Edit the lines from the first one down to and including the line with "72 157 L 86": put "basic polygon" in place of "simplified polygon" and keep everything else the same.
**** Entries supplied ****
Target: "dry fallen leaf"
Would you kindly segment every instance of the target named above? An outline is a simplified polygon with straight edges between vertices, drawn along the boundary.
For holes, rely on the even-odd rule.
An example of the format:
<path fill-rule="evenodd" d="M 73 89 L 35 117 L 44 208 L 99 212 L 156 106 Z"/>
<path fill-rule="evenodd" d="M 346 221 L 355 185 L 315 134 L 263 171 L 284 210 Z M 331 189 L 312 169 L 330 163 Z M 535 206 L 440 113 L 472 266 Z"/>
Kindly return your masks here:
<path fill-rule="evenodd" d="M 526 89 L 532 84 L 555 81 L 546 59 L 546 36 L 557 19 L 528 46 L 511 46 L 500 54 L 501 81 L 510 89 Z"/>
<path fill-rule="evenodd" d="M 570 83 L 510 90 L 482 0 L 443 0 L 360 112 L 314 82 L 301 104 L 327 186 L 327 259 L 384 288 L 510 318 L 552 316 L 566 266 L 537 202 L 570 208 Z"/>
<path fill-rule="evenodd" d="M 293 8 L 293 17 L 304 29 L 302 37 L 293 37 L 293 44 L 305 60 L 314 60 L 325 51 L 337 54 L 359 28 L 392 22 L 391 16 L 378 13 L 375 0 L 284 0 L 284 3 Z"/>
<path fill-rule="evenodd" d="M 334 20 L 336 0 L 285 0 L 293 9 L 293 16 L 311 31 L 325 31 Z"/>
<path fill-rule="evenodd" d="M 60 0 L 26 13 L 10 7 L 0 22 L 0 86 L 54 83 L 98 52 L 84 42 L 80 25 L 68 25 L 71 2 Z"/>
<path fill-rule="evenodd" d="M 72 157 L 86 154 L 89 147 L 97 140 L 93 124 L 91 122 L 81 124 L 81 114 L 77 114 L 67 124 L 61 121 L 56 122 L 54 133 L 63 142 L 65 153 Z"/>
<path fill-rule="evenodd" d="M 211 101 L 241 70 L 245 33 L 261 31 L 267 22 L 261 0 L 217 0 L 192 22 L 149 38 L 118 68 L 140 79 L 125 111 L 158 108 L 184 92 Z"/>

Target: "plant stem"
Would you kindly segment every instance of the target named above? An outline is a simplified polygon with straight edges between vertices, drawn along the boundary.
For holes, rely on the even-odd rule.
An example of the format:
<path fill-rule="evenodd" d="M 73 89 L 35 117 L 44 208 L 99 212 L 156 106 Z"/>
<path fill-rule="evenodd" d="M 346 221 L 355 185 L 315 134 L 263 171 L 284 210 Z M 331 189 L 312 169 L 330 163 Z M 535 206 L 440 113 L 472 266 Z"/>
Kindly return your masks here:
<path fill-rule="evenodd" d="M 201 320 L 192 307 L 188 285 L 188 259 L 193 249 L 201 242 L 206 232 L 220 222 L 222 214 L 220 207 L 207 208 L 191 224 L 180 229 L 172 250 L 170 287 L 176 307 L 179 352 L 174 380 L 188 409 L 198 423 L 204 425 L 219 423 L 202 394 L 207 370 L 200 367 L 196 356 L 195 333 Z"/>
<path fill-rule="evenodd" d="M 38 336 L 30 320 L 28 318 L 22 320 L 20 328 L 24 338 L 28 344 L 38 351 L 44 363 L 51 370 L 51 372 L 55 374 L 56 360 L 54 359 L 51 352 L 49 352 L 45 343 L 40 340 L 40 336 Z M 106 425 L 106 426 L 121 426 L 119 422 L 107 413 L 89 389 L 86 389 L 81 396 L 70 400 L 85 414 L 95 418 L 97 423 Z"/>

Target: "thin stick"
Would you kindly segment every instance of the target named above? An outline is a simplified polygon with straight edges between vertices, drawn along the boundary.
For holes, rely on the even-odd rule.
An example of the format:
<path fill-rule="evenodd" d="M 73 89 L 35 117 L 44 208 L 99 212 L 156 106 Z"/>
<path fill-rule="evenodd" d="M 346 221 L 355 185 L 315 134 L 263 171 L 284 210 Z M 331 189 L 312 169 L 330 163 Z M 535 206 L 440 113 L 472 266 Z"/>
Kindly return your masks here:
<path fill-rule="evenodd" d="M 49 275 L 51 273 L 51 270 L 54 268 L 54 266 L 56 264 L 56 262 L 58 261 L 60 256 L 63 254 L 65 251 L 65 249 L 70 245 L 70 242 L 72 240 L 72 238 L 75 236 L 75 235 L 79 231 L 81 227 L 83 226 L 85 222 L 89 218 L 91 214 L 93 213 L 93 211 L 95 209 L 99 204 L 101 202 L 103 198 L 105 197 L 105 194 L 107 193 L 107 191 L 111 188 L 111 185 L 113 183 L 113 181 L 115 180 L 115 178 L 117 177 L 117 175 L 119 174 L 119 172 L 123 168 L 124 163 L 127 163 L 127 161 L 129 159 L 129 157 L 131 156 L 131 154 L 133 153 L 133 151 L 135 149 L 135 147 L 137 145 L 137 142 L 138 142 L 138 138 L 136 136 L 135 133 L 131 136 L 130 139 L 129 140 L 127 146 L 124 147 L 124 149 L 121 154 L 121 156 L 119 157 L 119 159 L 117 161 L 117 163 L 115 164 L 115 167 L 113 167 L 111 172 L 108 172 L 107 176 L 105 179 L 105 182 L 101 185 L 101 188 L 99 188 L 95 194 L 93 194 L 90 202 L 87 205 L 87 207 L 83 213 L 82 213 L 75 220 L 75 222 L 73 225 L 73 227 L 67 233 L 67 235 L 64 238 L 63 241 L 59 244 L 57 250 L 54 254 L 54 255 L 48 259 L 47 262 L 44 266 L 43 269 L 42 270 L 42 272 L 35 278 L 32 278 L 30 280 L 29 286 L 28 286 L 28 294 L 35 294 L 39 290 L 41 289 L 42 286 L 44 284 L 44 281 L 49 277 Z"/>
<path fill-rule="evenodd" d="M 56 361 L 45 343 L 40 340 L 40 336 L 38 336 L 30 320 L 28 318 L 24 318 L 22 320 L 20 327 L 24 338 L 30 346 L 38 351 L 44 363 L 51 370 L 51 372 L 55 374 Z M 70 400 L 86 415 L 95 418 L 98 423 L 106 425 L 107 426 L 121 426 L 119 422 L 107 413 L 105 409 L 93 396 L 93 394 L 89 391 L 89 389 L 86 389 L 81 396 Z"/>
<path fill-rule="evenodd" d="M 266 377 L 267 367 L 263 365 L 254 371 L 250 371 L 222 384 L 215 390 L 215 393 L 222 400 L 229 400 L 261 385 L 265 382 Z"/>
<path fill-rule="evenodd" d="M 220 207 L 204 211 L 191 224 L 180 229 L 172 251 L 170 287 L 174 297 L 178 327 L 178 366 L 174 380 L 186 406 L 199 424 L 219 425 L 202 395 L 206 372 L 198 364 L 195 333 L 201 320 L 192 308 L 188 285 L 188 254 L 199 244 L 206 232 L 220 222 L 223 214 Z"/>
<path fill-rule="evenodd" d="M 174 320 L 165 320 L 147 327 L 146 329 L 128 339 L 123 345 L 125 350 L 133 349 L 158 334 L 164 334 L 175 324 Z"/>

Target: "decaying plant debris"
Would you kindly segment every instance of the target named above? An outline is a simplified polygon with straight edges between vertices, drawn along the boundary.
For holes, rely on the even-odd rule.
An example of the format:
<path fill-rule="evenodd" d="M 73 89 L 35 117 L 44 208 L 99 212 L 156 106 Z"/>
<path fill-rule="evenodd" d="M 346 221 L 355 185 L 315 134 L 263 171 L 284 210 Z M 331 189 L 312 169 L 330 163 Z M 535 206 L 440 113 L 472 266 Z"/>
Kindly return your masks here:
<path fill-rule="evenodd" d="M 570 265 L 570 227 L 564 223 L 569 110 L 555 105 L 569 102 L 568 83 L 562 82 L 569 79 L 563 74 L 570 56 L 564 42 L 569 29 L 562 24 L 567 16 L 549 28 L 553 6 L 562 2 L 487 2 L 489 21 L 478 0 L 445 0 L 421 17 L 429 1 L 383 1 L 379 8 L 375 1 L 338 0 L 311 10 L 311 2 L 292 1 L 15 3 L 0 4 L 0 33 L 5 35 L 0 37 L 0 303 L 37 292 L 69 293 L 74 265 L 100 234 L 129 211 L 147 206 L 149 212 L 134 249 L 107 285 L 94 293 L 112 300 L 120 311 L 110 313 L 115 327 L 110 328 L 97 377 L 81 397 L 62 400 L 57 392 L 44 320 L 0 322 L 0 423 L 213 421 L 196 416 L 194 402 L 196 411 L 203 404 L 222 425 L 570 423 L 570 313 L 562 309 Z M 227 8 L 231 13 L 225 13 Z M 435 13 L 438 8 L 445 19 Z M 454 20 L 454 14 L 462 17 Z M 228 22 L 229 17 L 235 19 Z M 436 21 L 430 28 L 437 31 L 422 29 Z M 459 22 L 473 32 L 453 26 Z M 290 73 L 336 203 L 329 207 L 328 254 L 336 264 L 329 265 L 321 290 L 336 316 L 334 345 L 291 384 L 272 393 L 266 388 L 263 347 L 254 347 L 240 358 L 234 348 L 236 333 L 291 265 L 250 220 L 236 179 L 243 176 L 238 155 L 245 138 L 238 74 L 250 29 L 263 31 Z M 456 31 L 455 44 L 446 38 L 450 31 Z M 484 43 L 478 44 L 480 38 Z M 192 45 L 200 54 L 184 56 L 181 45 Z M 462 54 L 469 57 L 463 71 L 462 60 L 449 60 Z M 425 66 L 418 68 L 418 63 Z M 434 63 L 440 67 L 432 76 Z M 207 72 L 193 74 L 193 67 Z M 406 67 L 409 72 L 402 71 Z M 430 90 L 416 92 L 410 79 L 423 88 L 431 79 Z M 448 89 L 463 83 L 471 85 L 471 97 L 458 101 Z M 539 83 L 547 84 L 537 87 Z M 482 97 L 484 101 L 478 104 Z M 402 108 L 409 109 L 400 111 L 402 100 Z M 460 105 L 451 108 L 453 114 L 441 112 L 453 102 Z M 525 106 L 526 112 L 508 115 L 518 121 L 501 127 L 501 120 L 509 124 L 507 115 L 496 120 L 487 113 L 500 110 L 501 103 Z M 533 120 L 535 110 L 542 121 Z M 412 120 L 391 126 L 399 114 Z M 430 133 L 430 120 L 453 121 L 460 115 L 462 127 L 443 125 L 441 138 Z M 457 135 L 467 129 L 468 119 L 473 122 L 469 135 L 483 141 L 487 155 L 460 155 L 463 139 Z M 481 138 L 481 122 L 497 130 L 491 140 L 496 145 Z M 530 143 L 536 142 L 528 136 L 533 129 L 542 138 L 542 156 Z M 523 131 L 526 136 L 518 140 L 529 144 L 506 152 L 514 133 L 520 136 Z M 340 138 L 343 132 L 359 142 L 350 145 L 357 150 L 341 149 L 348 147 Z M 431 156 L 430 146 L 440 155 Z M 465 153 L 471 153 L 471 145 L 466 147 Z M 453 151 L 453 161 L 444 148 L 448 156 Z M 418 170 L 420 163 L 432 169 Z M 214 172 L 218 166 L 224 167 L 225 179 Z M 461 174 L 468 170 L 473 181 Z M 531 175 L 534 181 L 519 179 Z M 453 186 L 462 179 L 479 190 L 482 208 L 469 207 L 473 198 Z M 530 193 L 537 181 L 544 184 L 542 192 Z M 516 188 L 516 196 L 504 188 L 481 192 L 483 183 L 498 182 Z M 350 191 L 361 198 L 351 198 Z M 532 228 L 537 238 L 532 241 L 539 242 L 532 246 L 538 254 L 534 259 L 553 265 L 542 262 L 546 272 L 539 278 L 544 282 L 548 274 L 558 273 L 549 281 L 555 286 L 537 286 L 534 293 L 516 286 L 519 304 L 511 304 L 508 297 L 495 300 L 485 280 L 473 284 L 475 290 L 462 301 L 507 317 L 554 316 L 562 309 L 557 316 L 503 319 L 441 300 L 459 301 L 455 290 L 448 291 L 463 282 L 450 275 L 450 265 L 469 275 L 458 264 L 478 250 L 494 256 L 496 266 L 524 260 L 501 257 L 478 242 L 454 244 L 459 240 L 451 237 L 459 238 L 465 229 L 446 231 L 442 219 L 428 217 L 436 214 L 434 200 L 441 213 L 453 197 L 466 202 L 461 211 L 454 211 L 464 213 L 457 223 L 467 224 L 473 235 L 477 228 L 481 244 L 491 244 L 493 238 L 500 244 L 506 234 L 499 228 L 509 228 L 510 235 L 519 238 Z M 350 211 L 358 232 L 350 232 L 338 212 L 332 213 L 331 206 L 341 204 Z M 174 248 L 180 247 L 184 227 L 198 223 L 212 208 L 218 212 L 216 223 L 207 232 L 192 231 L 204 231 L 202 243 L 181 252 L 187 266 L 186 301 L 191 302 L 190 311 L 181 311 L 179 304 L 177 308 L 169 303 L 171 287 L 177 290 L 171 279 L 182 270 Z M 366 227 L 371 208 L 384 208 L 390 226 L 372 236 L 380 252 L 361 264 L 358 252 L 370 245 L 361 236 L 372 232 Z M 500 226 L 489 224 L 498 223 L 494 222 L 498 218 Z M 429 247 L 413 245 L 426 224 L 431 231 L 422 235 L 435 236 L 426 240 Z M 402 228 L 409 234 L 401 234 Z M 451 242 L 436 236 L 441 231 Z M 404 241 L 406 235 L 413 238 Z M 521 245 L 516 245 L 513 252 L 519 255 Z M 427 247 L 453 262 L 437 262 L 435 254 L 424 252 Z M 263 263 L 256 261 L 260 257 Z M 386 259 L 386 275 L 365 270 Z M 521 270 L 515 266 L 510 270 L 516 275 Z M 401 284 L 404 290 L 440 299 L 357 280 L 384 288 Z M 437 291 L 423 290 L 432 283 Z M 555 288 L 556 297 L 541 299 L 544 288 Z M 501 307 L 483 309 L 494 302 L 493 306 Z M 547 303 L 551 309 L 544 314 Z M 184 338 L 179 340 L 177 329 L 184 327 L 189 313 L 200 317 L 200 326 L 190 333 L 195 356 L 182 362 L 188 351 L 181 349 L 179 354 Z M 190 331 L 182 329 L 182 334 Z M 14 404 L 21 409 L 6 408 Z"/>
****
## Task output
Target: "dry fallen leaf"
Would you kindly segment every instance of the target named above? An outline is a basic polygon with straight edges between vertices, drawn along the boundary.
For holes, rely on the even-odd rule.
An example of the format:
<path fill-rule="evenodd" d="M 73 89 L 35 117 L 44 208 L 99 212 L 156 106 Z"/>
<path fill-rule="evenodd" d="M 346 221 L 355 185 L 315 134 L 263 171 L 284 210 Z M 331 189 L 312 169 L 330 163 Z M 535 206 L 440 113 L 472 266 Z"/>
Kindly return your masks here:
<path fill-rule="evenodd" d="M 526 89 L 532 84 L 555 81 L 546 59 L 546 36 L 557 19 L 528 46 L 511 46 L 500 54 L 501 81 L 510 89 Z"/>
<path fill-rule="evenodd" d="M 570 83 L 510 90 L 482 0 L 443 0 L 360 112 L 314 82 L 301 104 L 327 186 L 327 259 L 384 288 L 510 318 L 552 316 L 566 266 L 537 202 L 570 208 Z"/>
<path fill-rule="evenodd" d="M 293 8 L 293 17 L 304 29 L 302 37 L 293 37 L 293 44 L 305 60 L 314 60 L 325 51 L 337 54 L 359 28 L 392 22 L 391 16 L 378 13 L 375 0 L 284 0 L 284 3 Z"/>
<path fill-rule="evenodd" d="M 334 20 L 336 0 L 285 0 L 293 9 L 293 16 L 311 31 L 325 31 Z"/>
<path fill-rule="evenodd" d="M 60 0 L 26 13 L 10 7 L 0 22 L 0 86 L 54 83 L 98 52 L 84 42 L 80 25 L 68 25 L 71 2 Z"/>
<path fill-rule="evenodd" d="M 72 157 L 86 154 L 89 147 L 97 140 L 93 124 L 91 122 L 81 124 L 81 114 L 77 114 L 67 124 L 61 121 L 56 122 L 54 133 L 63 142 L 65 153 Z"/>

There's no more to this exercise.